• **Task statement**
Skip any picture you find and retype all the remaining lines exactly.

• **Provided entries**
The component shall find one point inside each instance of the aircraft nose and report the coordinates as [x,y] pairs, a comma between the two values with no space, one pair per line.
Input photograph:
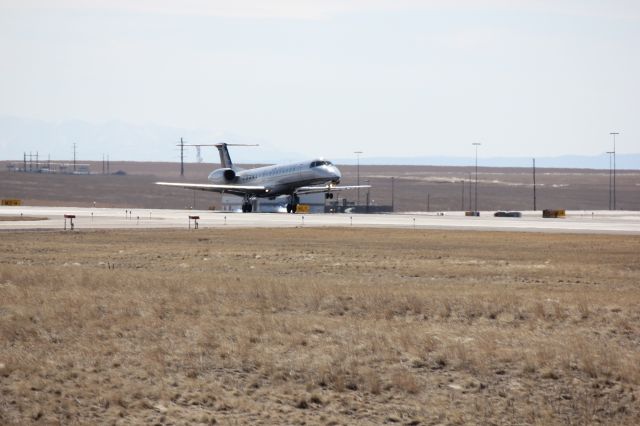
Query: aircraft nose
[336,174]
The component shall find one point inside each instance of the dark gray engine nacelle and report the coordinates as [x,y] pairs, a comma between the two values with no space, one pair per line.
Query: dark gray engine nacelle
[229,174]
[223,175]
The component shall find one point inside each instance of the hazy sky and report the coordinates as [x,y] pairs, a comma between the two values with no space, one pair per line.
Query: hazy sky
[329,77]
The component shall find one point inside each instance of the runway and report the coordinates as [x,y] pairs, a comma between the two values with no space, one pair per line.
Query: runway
[603,222]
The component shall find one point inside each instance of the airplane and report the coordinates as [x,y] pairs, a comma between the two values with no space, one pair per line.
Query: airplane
[295,179]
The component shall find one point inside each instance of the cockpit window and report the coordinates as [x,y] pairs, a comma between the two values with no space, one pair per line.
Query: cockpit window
[320,163]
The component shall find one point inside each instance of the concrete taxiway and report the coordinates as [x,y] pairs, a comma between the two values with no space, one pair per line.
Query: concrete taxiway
[605,222]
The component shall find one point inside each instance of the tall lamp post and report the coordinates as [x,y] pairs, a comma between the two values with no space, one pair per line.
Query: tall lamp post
[614,167]
[476,144]
[358,175]
[610,180]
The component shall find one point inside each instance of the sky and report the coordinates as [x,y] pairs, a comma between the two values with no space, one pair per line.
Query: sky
[330,77]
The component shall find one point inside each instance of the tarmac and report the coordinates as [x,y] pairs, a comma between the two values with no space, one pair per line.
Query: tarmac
[595,222]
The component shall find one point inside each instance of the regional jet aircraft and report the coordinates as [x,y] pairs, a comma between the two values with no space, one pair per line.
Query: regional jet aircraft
[294,179]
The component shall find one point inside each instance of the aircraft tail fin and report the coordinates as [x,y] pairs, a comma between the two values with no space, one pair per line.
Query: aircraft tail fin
[225,158]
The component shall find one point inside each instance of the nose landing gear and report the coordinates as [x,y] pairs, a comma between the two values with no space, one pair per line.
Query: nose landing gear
[247,207]
[292,205]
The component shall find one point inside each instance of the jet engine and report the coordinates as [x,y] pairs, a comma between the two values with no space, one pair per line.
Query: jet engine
[226,175]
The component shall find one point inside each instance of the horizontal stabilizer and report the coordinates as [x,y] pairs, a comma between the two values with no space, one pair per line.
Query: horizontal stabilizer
[327,188]
[232,189]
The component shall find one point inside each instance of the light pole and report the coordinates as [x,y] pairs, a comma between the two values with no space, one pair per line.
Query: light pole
[476,144]
[614,167]
[610,180]
[366,181]
[358,175]
[392,194]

• **Full output**
The component shall find one point inside each instance of the aircraft nose and report the coordinates as [x,y] pairs, a comma between the two values with no space, one pair per line.
Input photograph:
Query: aircraft nose
[336,174]
The component shall find one point inside each instance of the dark gray engine nacelle and report the coordinates as [x,y] pairs, a comma between the two values with no space, one pair per line.
Query: dark gray engine nacelle
[229,174]
[223,175]
The component shall find one point inside each instance of the hazy sky and report the coordinates as [x,y] pairs, a comma between the two values with no space, one pair per line.
Query: hazy sky
[329,77]
The component shall find one point inside each instance of the runway and report the coordinates as [x,y] pairs, a comma between the two values with no space, one pair per line.
Query: runway
[603,222]
The component shall find one point inside each instance of the airplane and report the coordinates as [x,y] pairs, a comma between the two values with no space, one pair per line.
Query: airplane
[295,179]
The component shall find one point inside each instance of the cockpit window and report the coordinates as [x,y] pairs, a comma between the two values with no space, one pair per line.
Query: cockpit window
[320,163]
The component shall find one point inside each instance of the concrete taxiway and report the coordinates as [x,y] pairs, a comma between the two values with no space, one pair per line.
Query: concrete taxiway
[605,222]
The component shall find one point inside each instance of the tall lamp post and report the coordinates as [x,y] pairs, a comma between the two values with no space, one pair per line.
Query: tall lamp post
[614,167]
[476,144]
[358,175]
[610,180]
The component shall find one point inside each instance of the sky and report the coordinates as [x,y] pairs, a comma between the two values with no space, one pair per line.
Query: sky
[330,77]
The component shall find one point inside each instance of the tarmac and report the coordinates as [x,y] pairs, a comma between the two values with no space, one pair per line.
Query: tarmac
[595,222]
The component shall find one point inside each instance of the regional jet aircraft and report the coordinates as [x,y] pairs, a comma between the two values with no space, one pair per line.
Query: regional jet aircraft
[294,179]
The component shall find one point inside each instance of the aircraft tail fin and report the coordinates as [x,y] pairs, a comma between the two values with no space, one pair per line.
Query: aircraft tail fin
[225,158]
The component shall find one point inside each instance of the nose landing gear and report the coordinates as [x,y] pairs, a comma between the two values with no space, one pair per line.
Query: nose landing gear
[247,207]
[292,205]
The component shall find one point inside each instance of the jet engine and report the coordinates as [x,y] pairs, a comma between the two values with no space, one pair per line.
Query: jet engine
[226,175]
The component shall find one point inside each instance of the horizontal stabilizer and report the coordinates as [x,y] pairs, a comma between the two values with no space, one pair per line.
Query: horizontal stabilizer
[327,188]
[232,189]
The component shall find one point inside each instance of the light pole and report the coordinates as [x,y] pairs, a comma between the two values with no space, one pair per line.
Query: light pole
[476,144]
[614,167]
[610,180]
[366,181]
[358,175]
[392,194]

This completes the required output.